Hello,
Looking around my home/office/art desk I think I must have a bit of bowerbird in my blood. I’m always collecting and holding on to pleasing fragments of nature. The more durable pieces remain long after I’ve completed a color study, taking their place lined up on my windowsill and scattered around my desk. A shelf in a bookcase where I stash favorite seed pods has exploded into a cloud of gossamer fluff -- the milkweed pods I brought in several weeks ago have ripened, split and are prime to release their seeds into the world (or my office) with the smallest puff of breath.
This month is all about laying on light, color, sparkle and glitter. You may be surprised to hear that for all my layering tendencies, I’m not a holiday décor aficionado. Although after getting schooled by the littles about my lack of Halloween decorations I’ve vowed to up my goblins game next year. But reindeer games? The coming week will tell. I’m so glad you’re here.

+--

__Problems__.
- a) In the passage, why has a bookcase shelf turned into a cloud of fluff?
- b) Answer these from the passage:
(i) Where do the more durable nature pieces end up after a color study is done?
(ii) What kind of seed pods does the passage name?
(iii) According to the passage, what is this month all about?

(Source data)

+--

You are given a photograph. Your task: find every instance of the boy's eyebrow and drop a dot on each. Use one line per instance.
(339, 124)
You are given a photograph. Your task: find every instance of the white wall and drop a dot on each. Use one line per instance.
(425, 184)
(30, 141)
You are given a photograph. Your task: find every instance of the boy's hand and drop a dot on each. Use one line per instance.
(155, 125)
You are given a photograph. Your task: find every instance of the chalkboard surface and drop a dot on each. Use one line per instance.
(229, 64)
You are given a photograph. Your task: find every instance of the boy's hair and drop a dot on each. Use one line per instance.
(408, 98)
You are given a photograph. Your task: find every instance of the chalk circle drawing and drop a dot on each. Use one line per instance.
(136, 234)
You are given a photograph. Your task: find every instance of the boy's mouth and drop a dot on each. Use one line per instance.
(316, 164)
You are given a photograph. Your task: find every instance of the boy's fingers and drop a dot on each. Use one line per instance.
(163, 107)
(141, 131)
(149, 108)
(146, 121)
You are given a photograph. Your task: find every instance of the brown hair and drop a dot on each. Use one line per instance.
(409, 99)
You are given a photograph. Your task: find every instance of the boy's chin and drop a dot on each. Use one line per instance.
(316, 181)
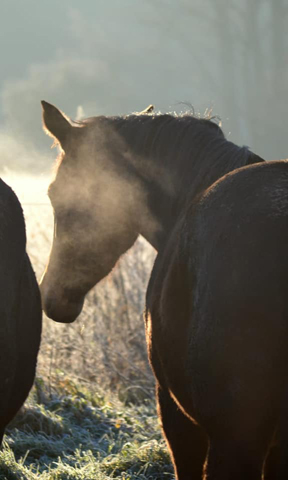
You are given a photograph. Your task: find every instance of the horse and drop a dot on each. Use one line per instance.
(217, 328)
(118, 177)
(21, 311)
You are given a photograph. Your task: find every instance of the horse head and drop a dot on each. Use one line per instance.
(94, 217)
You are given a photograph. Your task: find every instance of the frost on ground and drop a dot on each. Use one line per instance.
(69, 428)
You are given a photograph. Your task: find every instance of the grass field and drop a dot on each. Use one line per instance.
(91, 413)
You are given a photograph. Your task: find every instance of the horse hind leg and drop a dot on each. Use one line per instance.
(238, 446)
(276, 465)
(187, 442)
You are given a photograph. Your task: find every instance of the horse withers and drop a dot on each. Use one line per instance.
(21, 315)
(116, 178)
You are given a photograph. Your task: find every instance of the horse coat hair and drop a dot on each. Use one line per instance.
(20, 307)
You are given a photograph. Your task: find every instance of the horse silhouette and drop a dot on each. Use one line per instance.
(21, 315)
(116, 178)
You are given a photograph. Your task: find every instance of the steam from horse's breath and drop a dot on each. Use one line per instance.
(103, 205)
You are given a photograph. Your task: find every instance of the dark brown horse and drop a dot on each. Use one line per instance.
(119, 177)
(217, 329)
(21, 315)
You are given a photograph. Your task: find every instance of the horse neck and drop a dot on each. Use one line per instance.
(169, 188)
(171, 161)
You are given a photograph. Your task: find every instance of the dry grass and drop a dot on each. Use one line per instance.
(105, 346)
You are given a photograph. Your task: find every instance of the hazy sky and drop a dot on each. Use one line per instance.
(112, 57)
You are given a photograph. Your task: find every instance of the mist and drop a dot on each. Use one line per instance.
(110, 59)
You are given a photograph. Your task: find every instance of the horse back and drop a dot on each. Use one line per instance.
(218, 292)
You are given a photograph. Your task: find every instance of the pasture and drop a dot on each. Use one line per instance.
(91, 414)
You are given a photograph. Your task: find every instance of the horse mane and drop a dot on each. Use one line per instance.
(192, 148)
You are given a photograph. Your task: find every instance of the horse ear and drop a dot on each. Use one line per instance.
(55, 123)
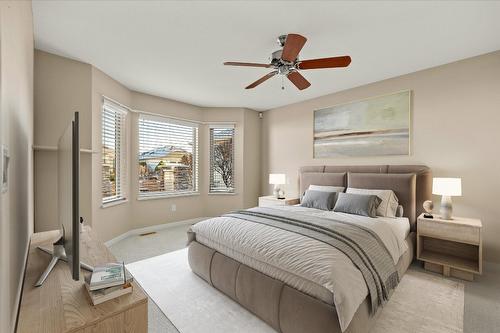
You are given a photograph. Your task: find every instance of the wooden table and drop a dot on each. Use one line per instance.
(451, 247)
(63, 305)
(270, 200)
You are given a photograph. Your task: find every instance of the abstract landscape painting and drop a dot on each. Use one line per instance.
(373, 127)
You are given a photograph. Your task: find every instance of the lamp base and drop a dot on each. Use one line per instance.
(446, 207)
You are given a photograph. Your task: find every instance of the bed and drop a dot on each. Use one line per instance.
(287, 265)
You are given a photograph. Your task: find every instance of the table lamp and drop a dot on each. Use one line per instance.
(447, 187)
(277, 179)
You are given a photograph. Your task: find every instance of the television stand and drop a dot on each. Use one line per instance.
(57, 253)
(62, 305)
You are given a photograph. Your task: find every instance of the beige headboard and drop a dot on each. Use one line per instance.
(411, 183)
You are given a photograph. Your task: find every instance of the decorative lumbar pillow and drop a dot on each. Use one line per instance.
(389, 204)
(358, 204)
(319, 199)
(326, 188)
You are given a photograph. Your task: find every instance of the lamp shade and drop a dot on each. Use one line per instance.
(447, 186)
(277, 178)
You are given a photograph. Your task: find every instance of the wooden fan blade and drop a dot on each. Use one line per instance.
(293, 45)
(332, 62)
(262, 79)
(298, 80)
(246, 64)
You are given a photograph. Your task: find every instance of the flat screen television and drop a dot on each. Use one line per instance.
(67, 247)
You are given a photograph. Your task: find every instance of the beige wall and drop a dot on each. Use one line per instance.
(16, 133)
(52, 72)
(455, 131)
(61, 87)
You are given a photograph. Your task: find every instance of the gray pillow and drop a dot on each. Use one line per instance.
(319, 199)
(358, 204)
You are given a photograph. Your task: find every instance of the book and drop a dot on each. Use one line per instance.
(107, 275)
(106, 294)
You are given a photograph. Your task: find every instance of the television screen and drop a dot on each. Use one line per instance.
(68, 194)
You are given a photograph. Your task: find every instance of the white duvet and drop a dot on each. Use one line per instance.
(306, 264)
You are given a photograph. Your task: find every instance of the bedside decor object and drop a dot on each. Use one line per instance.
(278, 179)
(271, 200)
(447, 187)
(428, 207)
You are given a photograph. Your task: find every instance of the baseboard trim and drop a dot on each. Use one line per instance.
(152, 228)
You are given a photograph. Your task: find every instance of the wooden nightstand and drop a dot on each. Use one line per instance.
(451, 247)
(269, 201)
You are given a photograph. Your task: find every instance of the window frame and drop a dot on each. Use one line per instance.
(196, 157)
(212, 191)
(122, 162)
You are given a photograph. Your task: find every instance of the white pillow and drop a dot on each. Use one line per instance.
(326, 188)
(389, 204)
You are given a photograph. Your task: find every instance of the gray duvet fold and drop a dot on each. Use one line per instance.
(360, 244)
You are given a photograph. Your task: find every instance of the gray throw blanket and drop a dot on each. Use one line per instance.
(361, 245)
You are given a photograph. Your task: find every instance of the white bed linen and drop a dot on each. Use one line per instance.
(306, 264)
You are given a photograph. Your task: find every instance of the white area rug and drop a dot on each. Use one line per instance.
(422, 302)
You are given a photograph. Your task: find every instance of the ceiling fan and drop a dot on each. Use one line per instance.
(286, 62)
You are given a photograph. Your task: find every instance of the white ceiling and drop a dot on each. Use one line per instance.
(176, 49)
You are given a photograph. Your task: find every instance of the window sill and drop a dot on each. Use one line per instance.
(167, 196)
(222, 193)
(114, 203)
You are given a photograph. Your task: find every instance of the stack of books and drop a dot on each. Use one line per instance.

+--

__Results of the exercise__.
- a) The writer brought in milkweed pods several weeks ago and stored them on that shelf. Since then the pods have ripened and split, and they are ready to release their seeds with the smallest puff of breath.

- b)
(i) Lined up on the windowsill and scattered around the desk.
(ii) Milkweed pods.
(iii) Laying on light, color, sparkle and glitter.